→ Work to do
Copy every line of the following material word for word, keeping all characters and line breaks unchanged.

(Excerpts from a pointing dataset)
------

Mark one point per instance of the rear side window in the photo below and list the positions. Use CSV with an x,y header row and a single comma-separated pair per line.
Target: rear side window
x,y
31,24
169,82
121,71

------

→ Task result
Mark one point per instance of the rear side window in the photo below and list the positions. Use CSV with an x,y header row and a single comma-separated pair per line.
Target: rear side window
x,y
31,24
169,82
121,71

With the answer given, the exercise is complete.